協会報第122号

 巻頭言

団塊ジュニア世代が全て65歳以上となり、我が国の高齢者数がピークに達するとともに減少に転じてゆく2040年頃の医療提供体制を展望し、2025年までに着手すべきこととして<地域医療構想>・<医師偏在対策>・<働き方改革>が三位一体で推進されてきました。このうち働き方改革は2019年の労働基準法改正で、罰則付きの時間外労働上限規制が導入されるという同法70年の歴史上特筆すべき内容でした。医師への規制適用は、もっぱら応召義務への配慮を理由として2024年まで5年間猶予されましたが、膨大な国民の医療ニーズが医師・医療従事者の長時間労働で支えられてきた我が国の医療実態を直視するとき、地域医療の継続性への配慮もまた重要であることは明らかです。そして愈々適用開始まで残すところ一年となりました。

データ一覧 –
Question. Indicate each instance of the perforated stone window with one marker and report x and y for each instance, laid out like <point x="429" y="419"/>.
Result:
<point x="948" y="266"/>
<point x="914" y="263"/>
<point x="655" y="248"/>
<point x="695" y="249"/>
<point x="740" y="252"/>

演習課題 –
1. 巻頭言で、2025年までに着手すべきこととして三位一体で推進されてきたとされる取り組みをすべて挙げてください。
2. 巻頭言の「団塊ジュニア世代が全て65歳」から「残すところ一年となりました。」まで（両端を含む）を、「5年間」を「3年間」に差し替えて書き直してください。
3. 巻頭言によると、2019年の労働基準法改正で導入されたのは何ですか。

解答 –
1.
地域医療構想
医師偏在対策
働き方改革

2.
団塊ジュニア世代が全て65歳以上となり、我が国の高齢者数がピークに達するとともに減少に転じてゆく2040年頃の医療提供体制を展望し、2025年までに着手すべきこととして<地域医療構想>・<医師偏在対策>・<働き方改革>が三位一体で推進されてきました。このうち働き方改革は2019年の労働基準法改正で、罰則付きの時間外労働上限規制が導入されるという同法70年の歴史上特筆すべき内容でした。医師への規制適用は、もっぱら応召義務への配慮を理由として2024年まで3年間猶予されましたが、膨大な国民の医療ニーズが医師・医療従事者の長時間労働で支えられてきた我が国の医療実態を直視するとき、地域医療の継続性への配慮もまた重要であることは明らかです。そして愈々適用開始まで残すところ一年となりました。

3. 罰則付きの時間外労働上限規制です。